> **REQUIRED WORK**: Continue the passage on slander and defamation lawsuits from where it ends.

> **EXTRACT**:
==*==
While slander is not a crime, it is a civil matter and can become the basis for a lawsuit. Damages in a slander case are difficult to prove, so a monetary award is usually going to be for actual damages, also known as special damages, only. Special damages provide compensation for monetary losses resulting from slander.

If there is malicious intent the award can be higher. In these cases general damages, which is payment for emotional trauma or distress, can also come into play. Malicious statements that are presumed to cause damage, called per se damage, include the following:

Attacks on a person’s professional character or accusing someone of unethical business practices

  • Accusing someone of cheating on his or her spouse
  • Accusing someone of having contracted a sexually transmitted disease
  • Accusing a person of committing a crime of moral turpitude, such as prostitution, indecent exposure or sexual assault

A defendant in a slander lawsuit can defend himself by proving that the allegations are true. The truth is always an absolute defense to a defamation case, meaning a person cannot be defamed by true statements. Privileged statements, including statements made in court by a judge, witness or lawyer or by a legislator on the floor of the legislature, are not subject to defamation or slander charges.
==*==
> **SUPPLIED RECORDS**:
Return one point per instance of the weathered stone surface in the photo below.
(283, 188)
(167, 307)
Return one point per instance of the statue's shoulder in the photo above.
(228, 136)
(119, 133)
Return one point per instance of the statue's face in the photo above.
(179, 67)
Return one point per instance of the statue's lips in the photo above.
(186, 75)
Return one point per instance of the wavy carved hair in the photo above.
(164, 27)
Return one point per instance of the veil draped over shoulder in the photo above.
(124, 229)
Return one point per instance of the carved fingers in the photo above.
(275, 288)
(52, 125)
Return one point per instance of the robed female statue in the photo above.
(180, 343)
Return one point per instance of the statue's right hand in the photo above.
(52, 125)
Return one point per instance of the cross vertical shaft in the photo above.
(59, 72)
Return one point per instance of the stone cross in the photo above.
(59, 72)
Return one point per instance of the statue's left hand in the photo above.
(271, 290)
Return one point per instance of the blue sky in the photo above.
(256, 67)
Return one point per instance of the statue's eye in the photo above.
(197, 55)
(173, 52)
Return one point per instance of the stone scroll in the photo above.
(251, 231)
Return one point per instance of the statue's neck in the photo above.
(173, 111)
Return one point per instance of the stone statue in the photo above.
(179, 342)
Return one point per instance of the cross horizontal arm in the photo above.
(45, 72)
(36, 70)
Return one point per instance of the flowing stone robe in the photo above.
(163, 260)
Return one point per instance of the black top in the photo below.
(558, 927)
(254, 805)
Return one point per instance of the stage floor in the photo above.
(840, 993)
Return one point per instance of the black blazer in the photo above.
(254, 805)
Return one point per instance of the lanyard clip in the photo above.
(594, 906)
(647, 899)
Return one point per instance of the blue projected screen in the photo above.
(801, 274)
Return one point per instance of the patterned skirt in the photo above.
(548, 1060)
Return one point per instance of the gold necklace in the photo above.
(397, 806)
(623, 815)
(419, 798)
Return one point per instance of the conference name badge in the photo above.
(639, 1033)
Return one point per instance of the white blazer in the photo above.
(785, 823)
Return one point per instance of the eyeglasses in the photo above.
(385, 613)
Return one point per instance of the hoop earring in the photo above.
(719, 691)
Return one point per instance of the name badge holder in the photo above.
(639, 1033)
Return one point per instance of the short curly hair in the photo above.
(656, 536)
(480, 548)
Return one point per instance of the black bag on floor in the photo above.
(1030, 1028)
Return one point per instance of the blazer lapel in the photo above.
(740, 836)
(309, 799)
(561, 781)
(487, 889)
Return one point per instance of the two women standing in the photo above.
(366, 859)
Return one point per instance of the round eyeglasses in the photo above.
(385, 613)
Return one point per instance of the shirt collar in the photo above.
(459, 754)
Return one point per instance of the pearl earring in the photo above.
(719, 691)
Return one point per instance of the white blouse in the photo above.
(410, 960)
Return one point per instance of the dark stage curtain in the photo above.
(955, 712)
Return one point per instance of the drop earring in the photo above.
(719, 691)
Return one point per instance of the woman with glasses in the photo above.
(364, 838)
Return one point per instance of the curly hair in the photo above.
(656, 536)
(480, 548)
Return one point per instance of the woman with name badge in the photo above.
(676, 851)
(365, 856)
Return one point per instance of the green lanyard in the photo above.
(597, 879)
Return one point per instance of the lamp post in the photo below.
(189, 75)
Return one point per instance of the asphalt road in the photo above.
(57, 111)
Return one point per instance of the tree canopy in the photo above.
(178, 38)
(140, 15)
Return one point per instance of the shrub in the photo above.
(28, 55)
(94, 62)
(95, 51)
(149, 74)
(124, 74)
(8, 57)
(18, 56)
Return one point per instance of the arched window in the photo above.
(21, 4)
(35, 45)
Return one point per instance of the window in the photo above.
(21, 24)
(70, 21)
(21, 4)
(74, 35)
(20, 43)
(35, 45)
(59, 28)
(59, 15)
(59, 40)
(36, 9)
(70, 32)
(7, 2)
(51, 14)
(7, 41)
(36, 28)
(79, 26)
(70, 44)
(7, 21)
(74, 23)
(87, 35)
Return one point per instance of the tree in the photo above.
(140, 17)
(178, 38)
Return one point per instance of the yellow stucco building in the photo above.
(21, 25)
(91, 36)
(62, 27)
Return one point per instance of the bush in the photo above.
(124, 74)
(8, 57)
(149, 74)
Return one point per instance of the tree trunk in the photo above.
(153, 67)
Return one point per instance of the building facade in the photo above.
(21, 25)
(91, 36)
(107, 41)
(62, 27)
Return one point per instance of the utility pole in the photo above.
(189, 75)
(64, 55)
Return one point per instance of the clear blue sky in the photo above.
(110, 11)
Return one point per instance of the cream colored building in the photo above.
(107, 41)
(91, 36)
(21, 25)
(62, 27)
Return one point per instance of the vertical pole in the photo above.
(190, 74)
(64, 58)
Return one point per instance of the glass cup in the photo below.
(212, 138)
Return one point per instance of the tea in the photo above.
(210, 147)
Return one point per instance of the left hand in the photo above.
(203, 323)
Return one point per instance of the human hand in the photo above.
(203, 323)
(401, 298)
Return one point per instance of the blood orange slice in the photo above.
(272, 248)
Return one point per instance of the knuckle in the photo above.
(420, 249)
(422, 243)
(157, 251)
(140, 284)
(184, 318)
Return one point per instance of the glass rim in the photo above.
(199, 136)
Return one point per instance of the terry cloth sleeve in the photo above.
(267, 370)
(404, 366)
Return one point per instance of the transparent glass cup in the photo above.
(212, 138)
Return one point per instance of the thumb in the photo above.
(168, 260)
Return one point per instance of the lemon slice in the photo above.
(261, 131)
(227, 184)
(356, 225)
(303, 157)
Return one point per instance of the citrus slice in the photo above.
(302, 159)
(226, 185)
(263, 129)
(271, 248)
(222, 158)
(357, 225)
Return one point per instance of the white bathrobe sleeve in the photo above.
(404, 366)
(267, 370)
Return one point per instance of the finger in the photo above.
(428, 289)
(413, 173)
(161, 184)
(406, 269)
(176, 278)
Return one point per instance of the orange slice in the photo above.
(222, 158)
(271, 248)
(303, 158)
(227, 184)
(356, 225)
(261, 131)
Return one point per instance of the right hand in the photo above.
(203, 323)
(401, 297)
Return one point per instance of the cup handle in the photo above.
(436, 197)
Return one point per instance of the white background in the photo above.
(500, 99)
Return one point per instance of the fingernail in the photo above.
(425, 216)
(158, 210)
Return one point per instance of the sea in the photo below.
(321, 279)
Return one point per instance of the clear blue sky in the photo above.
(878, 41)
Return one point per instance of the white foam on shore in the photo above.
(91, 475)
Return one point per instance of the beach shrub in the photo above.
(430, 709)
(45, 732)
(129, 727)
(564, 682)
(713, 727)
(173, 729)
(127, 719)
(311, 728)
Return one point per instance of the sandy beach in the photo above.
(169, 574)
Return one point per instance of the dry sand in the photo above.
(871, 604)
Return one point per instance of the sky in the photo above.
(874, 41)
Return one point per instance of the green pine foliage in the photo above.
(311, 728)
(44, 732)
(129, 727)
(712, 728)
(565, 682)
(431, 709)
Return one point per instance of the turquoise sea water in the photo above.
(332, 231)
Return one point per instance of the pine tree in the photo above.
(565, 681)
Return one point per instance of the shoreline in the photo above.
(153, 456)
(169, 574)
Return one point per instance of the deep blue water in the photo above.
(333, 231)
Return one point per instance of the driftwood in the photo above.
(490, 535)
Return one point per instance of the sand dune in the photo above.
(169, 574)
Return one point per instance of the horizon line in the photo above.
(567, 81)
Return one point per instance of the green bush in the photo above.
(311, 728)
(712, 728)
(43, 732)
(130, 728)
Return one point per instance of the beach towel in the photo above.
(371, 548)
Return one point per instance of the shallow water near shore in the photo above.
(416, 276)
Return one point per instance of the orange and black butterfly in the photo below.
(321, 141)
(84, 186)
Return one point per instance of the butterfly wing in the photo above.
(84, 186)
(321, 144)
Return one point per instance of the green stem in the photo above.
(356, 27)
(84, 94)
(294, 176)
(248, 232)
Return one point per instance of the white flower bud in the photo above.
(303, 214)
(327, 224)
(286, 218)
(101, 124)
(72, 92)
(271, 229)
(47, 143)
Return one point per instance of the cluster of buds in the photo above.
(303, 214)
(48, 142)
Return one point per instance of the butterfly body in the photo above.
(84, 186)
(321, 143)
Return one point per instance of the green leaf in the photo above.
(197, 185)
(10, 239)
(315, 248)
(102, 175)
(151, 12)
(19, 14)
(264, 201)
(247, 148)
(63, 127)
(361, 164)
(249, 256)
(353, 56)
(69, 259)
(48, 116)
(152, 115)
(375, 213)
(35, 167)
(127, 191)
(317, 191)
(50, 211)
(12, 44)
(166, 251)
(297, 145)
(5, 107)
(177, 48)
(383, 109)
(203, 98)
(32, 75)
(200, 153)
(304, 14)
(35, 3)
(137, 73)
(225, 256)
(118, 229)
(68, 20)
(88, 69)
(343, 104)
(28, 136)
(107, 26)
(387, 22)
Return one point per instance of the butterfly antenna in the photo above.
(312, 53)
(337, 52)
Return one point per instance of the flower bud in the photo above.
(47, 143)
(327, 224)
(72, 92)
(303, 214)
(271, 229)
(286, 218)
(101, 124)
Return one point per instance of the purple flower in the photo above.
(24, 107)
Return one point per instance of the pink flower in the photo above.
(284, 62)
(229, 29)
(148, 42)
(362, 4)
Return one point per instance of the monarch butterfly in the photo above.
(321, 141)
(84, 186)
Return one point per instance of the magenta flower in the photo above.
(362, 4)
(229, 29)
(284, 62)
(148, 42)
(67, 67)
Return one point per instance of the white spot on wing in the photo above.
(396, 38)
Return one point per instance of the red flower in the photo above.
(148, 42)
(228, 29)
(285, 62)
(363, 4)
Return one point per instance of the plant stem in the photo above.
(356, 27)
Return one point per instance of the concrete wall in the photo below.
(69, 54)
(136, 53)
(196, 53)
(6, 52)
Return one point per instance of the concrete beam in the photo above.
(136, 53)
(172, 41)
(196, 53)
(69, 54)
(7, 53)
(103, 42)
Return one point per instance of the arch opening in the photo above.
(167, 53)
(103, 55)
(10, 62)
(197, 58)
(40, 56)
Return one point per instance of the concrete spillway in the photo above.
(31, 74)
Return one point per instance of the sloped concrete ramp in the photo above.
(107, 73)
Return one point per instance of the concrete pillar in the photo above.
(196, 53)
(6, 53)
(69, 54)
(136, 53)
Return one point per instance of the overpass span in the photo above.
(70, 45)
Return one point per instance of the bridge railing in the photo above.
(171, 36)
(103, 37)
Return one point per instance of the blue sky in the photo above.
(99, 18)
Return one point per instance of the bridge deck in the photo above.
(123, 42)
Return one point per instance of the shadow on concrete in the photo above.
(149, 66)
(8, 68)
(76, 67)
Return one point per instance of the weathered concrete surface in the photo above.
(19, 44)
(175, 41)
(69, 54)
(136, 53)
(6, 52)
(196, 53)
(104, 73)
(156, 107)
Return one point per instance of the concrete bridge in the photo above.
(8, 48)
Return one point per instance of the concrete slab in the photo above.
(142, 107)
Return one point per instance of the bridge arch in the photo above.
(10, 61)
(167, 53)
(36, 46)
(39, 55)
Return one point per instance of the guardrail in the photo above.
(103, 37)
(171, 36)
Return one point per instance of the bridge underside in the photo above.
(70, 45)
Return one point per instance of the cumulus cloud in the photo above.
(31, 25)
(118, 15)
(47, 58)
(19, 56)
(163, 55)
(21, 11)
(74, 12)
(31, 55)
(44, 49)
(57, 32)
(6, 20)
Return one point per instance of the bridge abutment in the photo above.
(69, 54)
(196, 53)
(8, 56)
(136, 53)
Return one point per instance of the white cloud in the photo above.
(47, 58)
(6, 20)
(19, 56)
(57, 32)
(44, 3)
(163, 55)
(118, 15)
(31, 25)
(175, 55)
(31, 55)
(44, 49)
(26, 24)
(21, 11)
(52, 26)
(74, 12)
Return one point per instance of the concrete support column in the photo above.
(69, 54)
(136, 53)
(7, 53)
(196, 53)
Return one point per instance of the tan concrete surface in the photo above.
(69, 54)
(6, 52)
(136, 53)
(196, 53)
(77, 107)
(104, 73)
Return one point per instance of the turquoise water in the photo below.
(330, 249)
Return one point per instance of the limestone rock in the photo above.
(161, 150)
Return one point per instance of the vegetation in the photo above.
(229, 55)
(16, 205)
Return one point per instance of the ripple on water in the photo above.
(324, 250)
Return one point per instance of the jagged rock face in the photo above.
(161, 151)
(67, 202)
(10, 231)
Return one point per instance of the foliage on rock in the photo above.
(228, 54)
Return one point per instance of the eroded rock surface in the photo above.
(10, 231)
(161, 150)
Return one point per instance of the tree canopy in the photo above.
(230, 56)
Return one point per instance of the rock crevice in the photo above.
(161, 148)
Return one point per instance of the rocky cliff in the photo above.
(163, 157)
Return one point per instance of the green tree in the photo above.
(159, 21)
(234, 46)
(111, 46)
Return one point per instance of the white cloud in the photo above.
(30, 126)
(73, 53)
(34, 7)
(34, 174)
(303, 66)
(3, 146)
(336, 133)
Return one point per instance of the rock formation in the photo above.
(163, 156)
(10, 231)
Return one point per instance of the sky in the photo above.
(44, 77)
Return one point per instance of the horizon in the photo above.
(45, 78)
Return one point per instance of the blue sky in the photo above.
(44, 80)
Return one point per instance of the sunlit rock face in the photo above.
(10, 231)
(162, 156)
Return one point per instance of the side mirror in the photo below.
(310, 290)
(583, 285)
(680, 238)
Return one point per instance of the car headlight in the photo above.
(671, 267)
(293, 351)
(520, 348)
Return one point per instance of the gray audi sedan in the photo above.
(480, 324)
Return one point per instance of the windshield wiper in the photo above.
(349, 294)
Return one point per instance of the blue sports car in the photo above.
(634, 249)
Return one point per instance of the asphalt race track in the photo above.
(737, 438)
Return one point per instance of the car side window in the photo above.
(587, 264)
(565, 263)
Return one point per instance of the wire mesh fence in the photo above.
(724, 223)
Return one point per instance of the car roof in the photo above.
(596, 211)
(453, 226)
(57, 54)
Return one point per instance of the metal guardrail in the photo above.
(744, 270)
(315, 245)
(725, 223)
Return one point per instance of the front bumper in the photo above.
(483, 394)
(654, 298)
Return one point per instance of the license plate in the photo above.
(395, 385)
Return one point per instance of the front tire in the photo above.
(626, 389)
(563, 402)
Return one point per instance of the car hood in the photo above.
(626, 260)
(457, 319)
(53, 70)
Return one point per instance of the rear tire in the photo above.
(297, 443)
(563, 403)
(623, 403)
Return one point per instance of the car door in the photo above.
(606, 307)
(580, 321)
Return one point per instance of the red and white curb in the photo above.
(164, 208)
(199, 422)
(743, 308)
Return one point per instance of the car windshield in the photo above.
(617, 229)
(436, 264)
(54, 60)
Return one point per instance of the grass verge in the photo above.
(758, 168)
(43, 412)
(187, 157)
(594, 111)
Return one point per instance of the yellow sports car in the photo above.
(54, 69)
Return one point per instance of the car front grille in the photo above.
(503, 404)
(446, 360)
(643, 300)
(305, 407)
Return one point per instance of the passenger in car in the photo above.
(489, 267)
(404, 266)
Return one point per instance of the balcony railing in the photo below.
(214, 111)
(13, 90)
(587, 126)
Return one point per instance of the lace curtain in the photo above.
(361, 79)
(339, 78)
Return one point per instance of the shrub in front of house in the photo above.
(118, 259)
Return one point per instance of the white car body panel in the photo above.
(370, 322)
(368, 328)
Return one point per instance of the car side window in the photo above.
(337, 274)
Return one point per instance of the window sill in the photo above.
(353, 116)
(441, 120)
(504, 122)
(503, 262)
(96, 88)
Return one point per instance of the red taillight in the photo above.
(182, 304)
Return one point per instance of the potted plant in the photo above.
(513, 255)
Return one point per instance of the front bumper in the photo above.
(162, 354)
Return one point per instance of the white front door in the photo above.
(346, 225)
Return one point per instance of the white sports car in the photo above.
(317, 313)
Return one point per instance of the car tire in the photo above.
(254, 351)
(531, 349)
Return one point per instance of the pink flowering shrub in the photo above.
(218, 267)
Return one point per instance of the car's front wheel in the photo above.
==*==
> **REPLY**:
Except in cases of clear defamation that causes significant and quantifiable monetary damages, a slander lawsuit is rarely a good idea. Slander can be difficult to prove, making it difficult to win the lawsuit. If a person sues for slander and loses, then the general public will assume that the damaging statements are true, even if they are completely false. Even if the complainant wins the lawsuit, the damages awarded are often less than the accumulated legal fees.

Another reason not to sue for slander is that a lawsuit will make the false statements part of the public record and available to a much wider audience than before. If a news outlet mentions the lawsuit and the cause of it but not the outcome of the case, many more people will hear the damaging statements but not necessarily learn that the statements were false.